Задание 1.
Преобразуйте в нумерованный список ту часть строк данных, которая начинается со строки, содержащей "Pick out every instance of the dark", и продолжается до последней из этих строк, включая обе границы. Пустые строки в список не включайте.

Исходный текст.
########
Потом Альваренга увидел причину всего этого гвалта и шума: в воде плавал дохлый кит. Полуразложившаяся туша морского млекопитающего размером с его лодку дрейфовала по течению, а птицы садились на нее, клевали, и от созерцания этого мерзкого пира у сальвадорца пошли мурашки по коже. Мясо гниющего гиганта раздирали на части сотни птиц. Тело кита было практически скрыто под водой, как айсберг, и Альваренга был уверен, что в то же самое время десятки акул терзают тушу снизу. Вся она подрагивала от толчков, как будто по ней колотили сотни маленьких молоточков. Посмертное пиршество сопровождалось шумом, гвалтом и ором. Дерущиеся птицы орали и выли, пытаясь пробраться к пище.
########
Задание 2.
Продублируйте слово в слово весь отрывок о мёртвом ките.

Данные к заданию.
########
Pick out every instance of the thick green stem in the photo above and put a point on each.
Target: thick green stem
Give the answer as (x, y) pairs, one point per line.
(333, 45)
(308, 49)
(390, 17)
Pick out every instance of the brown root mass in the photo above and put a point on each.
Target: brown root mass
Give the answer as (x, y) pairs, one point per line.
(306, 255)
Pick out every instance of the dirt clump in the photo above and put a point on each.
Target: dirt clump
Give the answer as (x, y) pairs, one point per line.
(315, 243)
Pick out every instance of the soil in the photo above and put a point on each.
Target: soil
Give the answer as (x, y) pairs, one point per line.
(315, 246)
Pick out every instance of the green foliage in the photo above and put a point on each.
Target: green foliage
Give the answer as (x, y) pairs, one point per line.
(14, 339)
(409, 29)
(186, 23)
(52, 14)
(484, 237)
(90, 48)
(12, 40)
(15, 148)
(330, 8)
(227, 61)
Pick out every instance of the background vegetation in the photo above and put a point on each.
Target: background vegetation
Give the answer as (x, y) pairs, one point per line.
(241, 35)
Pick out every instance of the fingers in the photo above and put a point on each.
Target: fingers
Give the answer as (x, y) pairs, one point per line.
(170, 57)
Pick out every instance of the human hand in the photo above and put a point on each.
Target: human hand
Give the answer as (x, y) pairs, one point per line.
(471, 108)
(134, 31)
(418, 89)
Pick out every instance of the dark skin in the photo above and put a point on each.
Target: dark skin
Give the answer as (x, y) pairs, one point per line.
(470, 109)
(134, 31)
########
Образец решения 1.
1. Pick out every instance of the dark skin in the photo above and put a point on each.
2. Target: dark skin
3. Give the answer as (x, y) pairs, one point per line.
4. (470, 109)
5. (134, 31)

Образец решения 2.
Потом Альваренга увидел причину всего этого гвалта и шума: в воде плавал дохлый кит. Полуразложившаяся туша морского млекопитающего размером с его лодку дрейфовала по течению, а птицы садились на нее, клевали, и от созерцания этого мерзкого пира у сальвадорца пошли мурашки по коже. Мясо гниющего гиганта раздирали на части сотни птиц. Тело кита было практически скрыто под водой, как айсберг, и Альваренга был уверен, что в то же самое время десятки акул терзают тушу снизу. Вся она подрагивала от толчков, как будто по ней колотили сотни маленьких молоточков. Посмертное пиршество сопровождалось шумом, гвалтом и ором. Дерущиеся птицы орали и выли, пытаясь пробраться к пище.